[Start DATA FOR THIS EXERCISE]

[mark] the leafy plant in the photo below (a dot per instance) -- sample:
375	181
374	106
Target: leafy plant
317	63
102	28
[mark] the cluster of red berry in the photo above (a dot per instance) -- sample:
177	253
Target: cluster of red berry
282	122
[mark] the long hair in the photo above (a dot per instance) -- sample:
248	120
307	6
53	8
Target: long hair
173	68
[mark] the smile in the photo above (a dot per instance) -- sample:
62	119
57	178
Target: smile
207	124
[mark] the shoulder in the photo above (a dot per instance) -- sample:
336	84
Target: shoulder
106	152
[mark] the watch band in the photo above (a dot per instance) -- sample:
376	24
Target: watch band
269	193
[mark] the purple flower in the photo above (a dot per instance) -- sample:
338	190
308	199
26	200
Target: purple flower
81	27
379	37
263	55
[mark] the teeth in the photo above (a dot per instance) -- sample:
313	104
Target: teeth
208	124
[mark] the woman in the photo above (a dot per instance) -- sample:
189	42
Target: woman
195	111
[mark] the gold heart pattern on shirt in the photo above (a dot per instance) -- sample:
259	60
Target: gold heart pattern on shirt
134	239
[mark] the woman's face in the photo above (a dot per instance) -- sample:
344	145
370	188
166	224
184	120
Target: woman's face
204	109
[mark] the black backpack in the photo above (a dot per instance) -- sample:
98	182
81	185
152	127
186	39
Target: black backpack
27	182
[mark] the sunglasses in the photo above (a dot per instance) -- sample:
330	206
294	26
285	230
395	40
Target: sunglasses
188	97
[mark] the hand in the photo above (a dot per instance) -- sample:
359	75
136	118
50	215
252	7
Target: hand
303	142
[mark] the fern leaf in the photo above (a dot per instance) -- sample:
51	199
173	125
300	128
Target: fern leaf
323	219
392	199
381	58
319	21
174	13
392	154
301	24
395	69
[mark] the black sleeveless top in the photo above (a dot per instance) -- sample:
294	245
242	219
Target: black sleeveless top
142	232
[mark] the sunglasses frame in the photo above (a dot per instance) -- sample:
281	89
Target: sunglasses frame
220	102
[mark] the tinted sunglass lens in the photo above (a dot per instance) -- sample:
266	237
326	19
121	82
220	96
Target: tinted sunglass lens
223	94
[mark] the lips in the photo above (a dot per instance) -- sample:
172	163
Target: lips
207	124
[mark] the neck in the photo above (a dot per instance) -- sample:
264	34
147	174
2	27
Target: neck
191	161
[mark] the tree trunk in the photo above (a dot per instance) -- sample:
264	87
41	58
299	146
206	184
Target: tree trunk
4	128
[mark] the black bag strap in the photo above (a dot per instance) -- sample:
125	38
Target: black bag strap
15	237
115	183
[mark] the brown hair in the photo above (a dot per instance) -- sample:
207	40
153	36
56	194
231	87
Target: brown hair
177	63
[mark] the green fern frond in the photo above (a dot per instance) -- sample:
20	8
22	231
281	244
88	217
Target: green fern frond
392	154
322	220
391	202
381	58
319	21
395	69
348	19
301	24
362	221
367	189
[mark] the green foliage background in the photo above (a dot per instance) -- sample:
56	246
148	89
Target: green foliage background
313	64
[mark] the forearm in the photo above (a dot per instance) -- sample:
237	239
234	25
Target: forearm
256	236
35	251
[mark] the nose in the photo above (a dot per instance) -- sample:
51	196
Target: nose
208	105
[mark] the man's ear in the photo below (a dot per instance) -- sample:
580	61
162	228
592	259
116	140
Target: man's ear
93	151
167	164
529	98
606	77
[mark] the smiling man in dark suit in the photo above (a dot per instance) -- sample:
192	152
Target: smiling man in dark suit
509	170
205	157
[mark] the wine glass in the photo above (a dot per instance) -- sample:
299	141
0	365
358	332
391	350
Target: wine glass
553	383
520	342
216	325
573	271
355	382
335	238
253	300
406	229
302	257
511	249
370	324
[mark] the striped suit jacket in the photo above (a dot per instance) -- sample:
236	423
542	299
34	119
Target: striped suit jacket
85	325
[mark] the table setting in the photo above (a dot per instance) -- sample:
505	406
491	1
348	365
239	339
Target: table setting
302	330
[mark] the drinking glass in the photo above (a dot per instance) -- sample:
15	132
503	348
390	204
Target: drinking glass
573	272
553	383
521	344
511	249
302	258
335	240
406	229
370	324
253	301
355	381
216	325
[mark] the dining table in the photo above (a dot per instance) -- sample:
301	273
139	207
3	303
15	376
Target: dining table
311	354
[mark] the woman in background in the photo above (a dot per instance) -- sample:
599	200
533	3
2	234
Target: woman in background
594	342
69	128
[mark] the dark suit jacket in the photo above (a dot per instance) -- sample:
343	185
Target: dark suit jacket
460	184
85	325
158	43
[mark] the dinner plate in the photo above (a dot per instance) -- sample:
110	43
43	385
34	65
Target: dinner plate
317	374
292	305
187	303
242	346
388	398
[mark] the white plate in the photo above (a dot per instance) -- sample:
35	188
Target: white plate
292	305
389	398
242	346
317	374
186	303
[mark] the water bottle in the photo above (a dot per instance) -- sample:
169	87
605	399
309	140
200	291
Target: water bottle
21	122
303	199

[End DATA FOR THIS EXERCISE]

- [PROBLEM TO WORK ON]
Faithfully transcribe the whole of the data.

- [THE RESULT]
[mark] the leafy plant in the photo below (a dot per instance) -- sample:
375	181
374	106
Target: leafy plant
317	63
102	28
[mark] the cluster of red berry in the photo above (a dot per instance) -- sample:
177	253
Target: cluster of red berry
282	122
[mark] the long hair in the photo above (a dot per instance) -- sample:
248	120
307	6
53	8
Target: long hair
173	68
[mark] the smile in the photo above (a dot per instance) -- sample:
62	119
57	178
Target: smile
207	124
[mark] the shoulder in the photo above (a dot per instance) -- sample:
336	84
Target: shoulder
106	152
[mark] the watch band in the photo above (a dot per instance) -- sample:
376	24
Target: watch band
269	193
[mark] the purple flower in the photo above (a dot per instance) -- sample:
338	190
308	199
26	200
Target: purple flower
81	27
379	37
263	55
[mark] the teeth in the photo above (a dot per instance) -- sample:
313	104
Target: teeth
208	124
[mark] the woman in the photo above (a dot per instance) -- sample:
189	42
Target: woman
195	111
[mark] the gold heart pattern on shirt in the photo above (a dot per instance) -- sample:
259	60
Target: gold heart pattern on shirt
134	239
[mark] the woman's face in the photo above (a dot per instance) -- sample:
344	145
370	188
166	224
184	120
Target: woman's face
204	109
[mark] the black backpack in the photo above (a dot per instance) -- sample:
98	182
81	185
152	127
186	39
Target: black backpack
27	182
[mark] the sunglasses in the photo above (a dot per instance) -- sample:
330	206
294	26
285	230
395	40
Target: sunglasses
188	97
[mark] the hand in the photo above (a dot per instance) -- sample:
359	75
136	118
50	215
252	7
Target: hand
303	142
[mark] the fern leaf in the photo above (a dot per instance) -- sample:
51	199
173	125
300	128
Target: fern leaf
323	219
392	199
381	58
319	21
174	13
392	154
301	24
395	69
[mark] the black sleeveless top in the photo above (a dot per instance) -- sample:
294	245
242	219
Target: black sleeveless top
142	232
[mark] the sunglasses frame in the photo above (a dot per instance) -- sample:
281	89
Target: sunglasses frame
220	102
[mark] the tinted sunglass lens in the photo above (a dot per instance) -- sample:
266	237
326	19
121	82
220	96
Target: tinted sunglass lens
223	94
[mark] the lips in the photo above (a dot per instance) -- sample:
172	163
Target: lips
207	124
[mark] the neck in the photo above (a dot per instance) -- sample:
264	34
147	174
2	27
Target: neck
191	161
[mark] the tree trunk in the photo above (a dot per instance) -- sample:
264	87
41	58
299	146
206	184
Target: tree trunk
4	128
[mark] the black bag strap in the photo above (a dot per instance) -- sample:
125	38
Target: black bag strap
15	237
115	183
[mark] the brown hair in the photo above (a dot per instance) -- sample:
207	40
153	36
56	194
231	87
Target: brown hair
177	63
[mark] the green fern frond in the photo above (a dot per instance) -- sample:
20	8
22	231
281	244
88	217
Target: green fern frond
392	154
322	220
391	202
381	58
319	21
395	69
348	19
301	24
362	221
367	189
[mark] the green foliage background in the photo above (a dot per instance) -- sample:
56	246
148	89
Target: green foliage background
313	64
[mark] the forearm in the photo above (a dot per instance) -- sample:
237	239
234	25
Target: forearm
256	236
35	251
[mark] the nose in the photo above (a dot per instance) -- sample:
51	196
Target: nose
208	105
[mark] the man's ear in the photo below (a dot per instance) -- sample:
580	61
162	228
592	259
116	140
Target: man's ear
93	151
167	164
529	98
606	77
[mark] the smiling man in dark suit in the photo above (a dot per instance) -- sample:
192	152
Target: smiling man in dark suit
509	170
205	157
[mark] the wine glass in the photo above (a dot per instance) -- sample:
299	141
0	365
358	332
391	350
Target: wine glass
553	383
520	342
216	325
573	271
355	382
335	238
253	300
406	229
302	257
511	249
370	324
[mark] the striped suit jacket in the photo above (a dot per instance) -- sample:
236	423
542	299
34	119
Target: striped suit jacket
85	325
[mark] the table setting in the photo above (a dot per instance) -- sample:
505	406
491	1
348	365
239	339
Target: table setting
302	330
[mark] the drinking glass in the photo above (a dot per instance) -- sample:
15	132
503	348
390	204
Target: drinking glass
573	272
553	383
521	344
511	249
302	258
335	240
406	229
370	324
253	301
355	381
216	325
[mark] the dining table in the photo above (a dot per instance) -- sample:
301	273
139	207
3	303
15	376
Target: dining table
311	354
[mark] the woman in background in the photo above (a dot per instance) -- sample:
599	200
533	3
2	234
Target: woman in background
594	342
69	128
[mark] the dark suit jacket in the photo above (a dot per instance) -- sample:
343	185
Target: dark suit jacket
460	184
85	325
158	43
[mark] the dinner plate in the photo above (a dot per instance) -- sample:
110	43
43	385
34	65
Target: dinner plate
317	374
292	305
187	303
242	346
388	398
[mark] the white plate in the photo above (a dot per instance) -- sample:
35	188
Target: white plate
292	305
389	398
242	346
317	374
186	303
[mark] the water bottle in the photo above (a dot per instance) -- sample:
169	87
605	399
309	140
200	291
Target: water bottle
21	122
303	199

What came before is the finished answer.